- **Records from a collection**
---

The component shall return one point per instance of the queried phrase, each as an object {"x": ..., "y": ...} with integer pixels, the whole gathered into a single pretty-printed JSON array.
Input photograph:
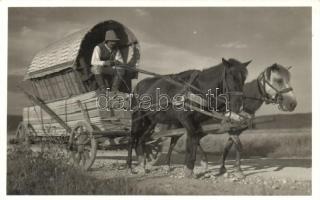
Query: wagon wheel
[
  {"x": 153, "y": 151},
  {"x": 82, "y": 145},
  {"x": 23, "y": 134}
]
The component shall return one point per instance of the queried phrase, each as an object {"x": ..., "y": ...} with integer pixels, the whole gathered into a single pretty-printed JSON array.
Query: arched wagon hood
[{"x": 78, "y": 47}]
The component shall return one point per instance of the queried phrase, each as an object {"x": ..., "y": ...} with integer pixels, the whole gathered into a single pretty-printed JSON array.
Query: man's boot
[
  {"x": 101, "y": 84},
  {"x": 116, "y": 83}
]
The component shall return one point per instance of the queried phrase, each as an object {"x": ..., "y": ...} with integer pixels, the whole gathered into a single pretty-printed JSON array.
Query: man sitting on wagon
[{"x": 105, "y": 57}]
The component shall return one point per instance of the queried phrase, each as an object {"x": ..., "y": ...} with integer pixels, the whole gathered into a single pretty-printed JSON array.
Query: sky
[{"x": 176, "y": 39}]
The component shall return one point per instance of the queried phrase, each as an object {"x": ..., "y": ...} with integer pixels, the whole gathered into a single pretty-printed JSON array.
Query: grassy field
[{"x": 46, "y": 173}]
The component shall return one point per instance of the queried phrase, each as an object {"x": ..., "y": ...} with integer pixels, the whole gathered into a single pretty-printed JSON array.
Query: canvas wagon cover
[{"x": 77, "y": 48}]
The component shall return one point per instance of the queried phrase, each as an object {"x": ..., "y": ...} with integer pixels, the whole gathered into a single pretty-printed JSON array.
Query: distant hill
[{"x": 285, "y": 121}]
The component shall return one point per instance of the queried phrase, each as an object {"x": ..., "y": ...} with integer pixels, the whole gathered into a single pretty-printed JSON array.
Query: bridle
[{"x": 262, "y": 82}]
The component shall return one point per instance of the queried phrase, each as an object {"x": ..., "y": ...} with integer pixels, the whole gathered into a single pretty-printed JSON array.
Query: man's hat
[{"x": 111, "y": 36}]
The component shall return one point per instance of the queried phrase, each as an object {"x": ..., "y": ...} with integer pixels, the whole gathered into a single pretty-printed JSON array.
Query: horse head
[{"x": 275, "y": 82}]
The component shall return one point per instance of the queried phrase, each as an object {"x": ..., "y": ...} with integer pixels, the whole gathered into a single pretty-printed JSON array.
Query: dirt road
[{"x": 263, "y": 176}]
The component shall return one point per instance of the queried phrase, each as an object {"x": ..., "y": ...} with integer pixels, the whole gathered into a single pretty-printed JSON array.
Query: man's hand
[{"x": 109, "y": 63}]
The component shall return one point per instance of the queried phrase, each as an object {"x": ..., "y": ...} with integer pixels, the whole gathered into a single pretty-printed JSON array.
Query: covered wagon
[{"x": 65, "y": 99}]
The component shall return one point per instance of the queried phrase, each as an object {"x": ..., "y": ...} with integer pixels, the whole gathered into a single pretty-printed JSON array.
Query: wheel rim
[
  {"x": 82, "y": 146},
  {"x": 22, "y": 134},
  {"x": 153, "y": 151}
]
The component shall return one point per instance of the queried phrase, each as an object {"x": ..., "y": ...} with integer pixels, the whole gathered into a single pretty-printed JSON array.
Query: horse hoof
[
  {"x": 204, "y": 165},
  {"x": 139, "y": 170},
  {"x": 239, "y": 174},
  {"x": 222, "y": 171},
  {"x": 188, "y": 173},
  {"x": 167, "y": 169}
]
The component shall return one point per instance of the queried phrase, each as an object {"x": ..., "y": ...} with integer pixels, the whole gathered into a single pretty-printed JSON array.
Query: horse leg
[
  {"x": 226, "y": 150},
  {"x": 135, "y": 129},
  {"x": 193, "y": 131},
  {"x": 140, "y": 146},
  {"x": 173, "y": 143},
  {"x": 238, "y": 144},
  {"x": 204, "y": 158}
]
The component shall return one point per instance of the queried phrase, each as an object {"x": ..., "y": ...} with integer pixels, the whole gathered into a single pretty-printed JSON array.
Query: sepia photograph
[{"x": 159, "y": 101}]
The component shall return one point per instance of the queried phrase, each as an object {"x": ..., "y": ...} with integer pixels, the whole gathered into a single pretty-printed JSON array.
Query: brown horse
[
  {"x": 272, "y": 86},
  {"x": 229, "y": 76}
]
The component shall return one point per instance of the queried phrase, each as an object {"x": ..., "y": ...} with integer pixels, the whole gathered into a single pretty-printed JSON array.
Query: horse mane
[
  {"x": 279, "y": 68},
  {"x": 232, "y": 61}
]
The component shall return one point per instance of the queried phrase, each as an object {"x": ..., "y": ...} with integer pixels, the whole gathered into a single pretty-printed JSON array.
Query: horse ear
[
  {"x": 225, "y": 62},
  {"x": 247, "y": 63}
]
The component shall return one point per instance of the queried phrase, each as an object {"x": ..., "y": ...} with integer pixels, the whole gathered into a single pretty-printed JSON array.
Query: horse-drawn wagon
[{"x": 66, "y": 100}]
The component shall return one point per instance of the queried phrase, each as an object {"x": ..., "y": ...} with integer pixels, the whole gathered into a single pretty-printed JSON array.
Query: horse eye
[{"x": 279, "y": 81}]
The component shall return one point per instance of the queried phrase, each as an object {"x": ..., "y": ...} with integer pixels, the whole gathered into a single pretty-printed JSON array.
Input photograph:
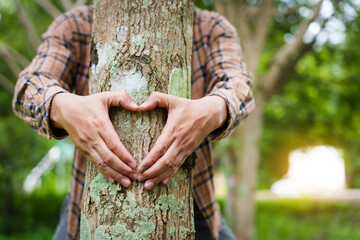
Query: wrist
[
  {"x": 218, "y": 111},
  {"x": 56, "y": 108}
]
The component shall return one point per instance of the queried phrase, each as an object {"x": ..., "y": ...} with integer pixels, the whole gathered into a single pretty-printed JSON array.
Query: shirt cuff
[
  {"x": 237, "y": 110},
  {"x": 49, "y": 130}
]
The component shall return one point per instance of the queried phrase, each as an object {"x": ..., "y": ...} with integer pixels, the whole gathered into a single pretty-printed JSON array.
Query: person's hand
[
  {"x": 86, "y": 120},
  {"x": 188, "y": 124}
]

---

- **Exercise requirements**
Without the pictures, transcribe the listing above exactly.

- **Completed exercise**
The component shall return one point per instance of the queried phrase, each as an object {"x": ..., "y": ...} with integer pixels, the whole gathered into a single pretty-printed JSON array.
Input photograph:
Query: wagon wheel
[
  {"x": 153, "y": 151},
  {"x": 82, "y": 145},
  {"x": 23, "y": 134}
]
The component shall return one point per instance of the queried phrase, each as an object {"x": ..., "y": ...} with integer pixels, the whole gathered into a single pretty-printed JSON array.
Query: arched wagon hood
[{"x": 78, "y": 47}]
The component shall return one point per instance of the queried phrase, each as an object {"x": ..., "y": ...} with integer pixels, the whole gathered into a single pretty-printed JSON array.
Query: man's boot
[
  {"x": 101, "y": 84},
  {"x": 116, "y": 83}
]
The component shall return one point per instance of the queried phrase, each as an object {"x": ..., "y": ...} with integer pixels, the whole gathered into a single pretty-printed JSON array.
Query: man sitting on wagon
[{"x": 105, "y": 57}]
The component shall return one point per instance of the queried phrase, each as an object {"x": ..., "y": ...} with integer pixels, the whole gathered into a single pretty-printed JSON array.
Query: sky
[{"x": 176, "y": 39}]
The component shall return one point per instance of the queried phrase, each as an object {"x": ..., "y": ...} with integer pixels, the whole gathered into a single pretty-printed JSON array.
Query: grassy field
[{"x": 46, "y": 173}]
The component shall return one point per instance of the queried phrase, each as an object {"x": ..., "y": ...} with integer pixels, the whole gathered into a single pretty-printed JSON array.
Query: canvas wagon cover
[{"x": 77, "y": 48}]
The component shall return one point per instance of the queried phrase, each as an object {"x": ..., "y": ...} with integer pixels, the whole gathered into a single pretty-printed JSON array.
Query: distant hill
[{"x": 285, "y": 121}]
The component shall return one point per instance of the queried phrase, each as an object {"x": ..., "y": ...} with integer pixels, the whole gathered into a single pretty-printed JSON array.
Query: bridle
[{"x": 262, "y": 82}]
The component shall return one point per instance of the queried phrase, each as an object {"x": ..., "y": ...} with integer pixels, the whole gathered into a single pretty-printed JSON array.
Query: man's hat
[{"x": 111, "y": 36}]
The component shall return one point per instance of the queried phrase, each as an object {"x": ..., "y": ...} with integer pixels, the whole gathered into a single pretty-printed JSON array.
Query: horse head
[{"x": 275, "y": 82}]
The component shall return one point per instance of the queried phrase, each as an object {"x": ..., "y": ...} with integer pixels, the whole gathered into a single pretty-printed JSON array.
Query: dirt road
[{"x": 263, "y": 176}]
The component shall return one point per instance of the queried phrase, each as an object {"x": ..., "y": ...} with integer pixels, the whole gathered into a single pretty-printed JSON array.
Query: man's hand
[{"x": 109, "y": 63}]
The component shall return one point per instance of the queried phrase, each as an object {"x": ..., "y": ...} with integer pixels, the whole gathered into a single pretty-printed JSON array.
Query: covered wagon
[{"x": 65, "y": 99}]
The component shall return one point per instance of the queried phrase, each as an object {"x": ..., "y": ...} with integer pixels, the whole gathered into a single pretty-printed JSON array.
Query: wheel rim
[
  {"x": 82, "y": 146},
  {"x": 22, "y": 134},
  {"x": 153, "y": 151}
]
The component shall return one point per instance of the queried phrase, each as an object {"x": ..., "y": ...} with integer pixels, the whole gathered into a single pretty-printed JSON array.
Query: horse hoof
[
  {"x": 204, "y": 165},
  {"x": 139, "y": 170},
  {"x": 239, "y": 174},
  {"x": 222, "y": 171},
  {"x": 188, "y": 173},
  {"x": 167, "y": 169}
]
The component shall return one point per instance of the queried phrase, each as an object {"x": ..., "y": ...} with integer pixels, the whole gathered into a single pretty-printed JSON array.
Query: horse leg
[
  {"x": 226, "y": 150},
  {"x": 135, "y": 129},
  {"x": 193, "y": 131},
  {"x": 140, "y": 146},
  {"x": 173, "y": 143},
  {"x": 238, "y": 144},
  {"x": 204, "y": 158}
]
The component shall return one point per instance of the queried phrase, each as an object {"x": ..., "y": ...} with integer pixels, the whole gathered into a single pretty-printed JSON array.
Query: sepia photograph
[{"x": 159, "y": 101}]
The component shall return one point per instance of the queried phrase, each as an object {"x": ..., "y": ...} with integer pixels, the whole gathered into a single pretty-printed JSON array.
Query: brown horse
[
  {"x": 272, "y": 86},
  {"x": 229, "y": 76}
]
The component shall return one point per instance of the queried phrase, each as an object {"x": ..., "y": ...} with integer pixels, the whole gathered into a single pretty-printed JSON array.
Query: horse mane
[
  {"x": 279, "y": 68},
  {"x": 232, "y": 61}
]
The component shall return one point per instance of the queried phrase, each as an object {"x": ..., "y": ...} with integer pixels, the whole gathered into a single pretty-printed JSON array.
Query: horse ear
[
  {"x": 225, "y": 62},
  {"x": 247, "y": 63}
]
The component shall return one point per instance of the queried phrase, each as an object {"x": ..., "y": ...} with integer pixels, the whole gathered into a single pretty-printed JSON array.
Query: horse-drawn wagon
[{"x": 66, "y": 100}]
The component shall return one point per instance of the queried phrase, each as an object {"x": ..., "y": ...} with integer pixels, the whole gathered into a single pretty-printed JSON array.
Query: horse eye
[{"x": 279, "y": 81}]
The component shall return one point per instance of the queried phrase, each as an object {"x": ..., "y": ...} with integer pixels, the whole gathered into a single pretty-printed JSON array.
Input photograph:
Query: wrist
[
  {"x": 218, "y": 111},
  {"x": 56, "y": 108}
]
The component shall return one point per instance of the queried phrase, each as an object {"x": ..., "y": ...} with integer pixels, the whole gathered into a single pretty-printed JSON array.
Query: shirt cuff
[
  {"x": 237, "y": 110},
  {"x": 49, "y": 130}
]
The component shall return one point per instance of the queried phrase, each as an object {"x": ..., "y": ...} with integer pixels, the whole gathered into a single pretty-printed JSON array.
Query: person's hand
[
  {"x": 86, "y": 120},
  {"x": 188, "y": 124}
]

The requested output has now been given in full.